**Liste des tâches**
a - Dressez la liste de toutes les parties et instances désignées dans l'extrait fourni.
b - D'après l'extrait fourni, quelle décision la société LA CORBEILLE BLEUE estime-t-elle dénaturée par l'interprétation des faits qu'elle conteste ?
c - Recopiez fidèlement le passage de l'extrait fourni qui commence aux mots « La société LA » et s'arrête après les mots « comportement du salarié. ».

**Extrait fourni**
· · · · ·

La société LA CORBEILLE BLEUE conteste cette interprétation des faits dont elle estime qu'elle dénature l'arrêt du 18 septembre 2012. Elle indique qu'il appartenait à Monsieur [U] de former un pourvoi en cassation contre cette décision s'il entendait obtenir une indemnisation supérieure à celle accordée par cette décision, à savoir le paiement des salaires perdus, déduction faite des revenus perçus au cours de la période considérée, dès lors que la cour n'aurait pas jugé que le licenciement prononcé était la conséquence directe de la participation de Monsieur [U] à un mouvement de grève, ne tenant compte des circonstances de l'espèce que pour procéder à l'analyse du comportement du salarié.

· · · · ·

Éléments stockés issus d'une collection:

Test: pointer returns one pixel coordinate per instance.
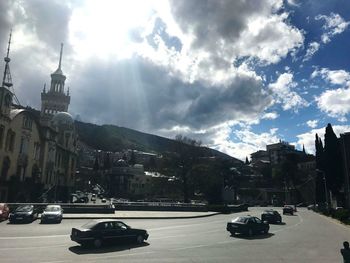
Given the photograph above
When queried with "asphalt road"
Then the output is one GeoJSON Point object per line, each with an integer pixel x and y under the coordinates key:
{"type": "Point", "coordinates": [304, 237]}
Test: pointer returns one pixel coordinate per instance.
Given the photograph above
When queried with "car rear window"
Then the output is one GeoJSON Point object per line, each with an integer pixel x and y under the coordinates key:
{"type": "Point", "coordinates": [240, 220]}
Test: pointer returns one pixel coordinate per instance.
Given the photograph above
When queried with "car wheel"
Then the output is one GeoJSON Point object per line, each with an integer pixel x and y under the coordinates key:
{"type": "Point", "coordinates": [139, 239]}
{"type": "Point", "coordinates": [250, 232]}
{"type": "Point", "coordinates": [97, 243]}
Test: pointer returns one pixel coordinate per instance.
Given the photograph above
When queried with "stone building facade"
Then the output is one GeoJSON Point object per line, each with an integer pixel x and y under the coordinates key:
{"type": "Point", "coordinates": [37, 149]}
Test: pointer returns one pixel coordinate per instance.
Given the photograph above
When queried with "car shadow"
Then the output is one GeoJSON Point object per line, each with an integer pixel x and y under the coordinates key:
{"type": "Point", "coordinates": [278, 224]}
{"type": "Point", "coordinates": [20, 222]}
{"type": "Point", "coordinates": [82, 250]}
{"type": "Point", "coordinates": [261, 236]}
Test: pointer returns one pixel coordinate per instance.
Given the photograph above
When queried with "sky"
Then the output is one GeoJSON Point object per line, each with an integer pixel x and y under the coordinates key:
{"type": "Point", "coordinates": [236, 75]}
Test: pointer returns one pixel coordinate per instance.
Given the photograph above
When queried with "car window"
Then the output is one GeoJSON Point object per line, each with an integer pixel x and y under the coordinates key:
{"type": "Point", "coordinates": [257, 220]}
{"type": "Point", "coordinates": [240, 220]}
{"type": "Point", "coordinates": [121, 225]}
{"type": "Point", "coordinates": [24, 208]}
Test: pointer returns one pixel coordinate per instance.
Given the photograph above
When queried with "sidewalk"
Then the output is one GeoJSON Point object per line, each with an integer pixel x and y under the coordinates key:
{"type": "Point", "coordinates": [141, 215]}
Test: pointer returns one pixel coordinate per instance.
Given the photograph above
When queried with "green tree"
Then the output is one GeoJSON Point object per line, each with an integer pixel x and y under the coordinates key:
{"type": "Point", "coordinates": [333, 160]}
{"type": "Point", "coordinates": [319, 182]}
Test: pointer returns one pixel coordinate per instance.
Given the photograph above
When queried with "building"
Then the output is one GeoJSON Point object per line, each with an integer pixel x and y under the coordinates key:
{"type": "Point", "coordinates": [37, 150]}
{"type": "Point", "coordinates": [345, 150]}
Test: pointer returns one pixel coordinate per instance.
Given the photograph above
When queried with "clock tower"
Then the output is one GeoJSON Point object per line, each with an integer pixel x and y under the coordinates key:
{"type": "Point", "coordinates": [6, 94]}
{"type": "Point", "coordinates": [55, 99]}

· · · · ·

**Réponses apportées**
a -
- la société LA CORBEILLE BLEUE
- Monsieur [U]
- la cour

b - L'arrêt du 18 septembre 2012.

c -
La société LA CORBEILLE BLEUE conteste cette interprétation des faits dont elle estime qu'elle dénature l'arrêt du 18 septembre 2012. Elle indique qu'il appartenait à Monsieur [U] de former un pourvoi en cassation contre cette décision s'il entendait obtenir une indemnisation supérieure à celle accordée par cette décision, à savoir le paiement des salaires perdus, déduction faite des revenus perçus au cours de la période considérée, dès lors que la cour n'aurait pas jugé que le licenciement prononcé était la conséquence directe de la participation de Monsieur [U] à un mouvement de grève, ne tenant compte des circonstances de l'espèce que pour procéder à l'analyse du comportement du salarié.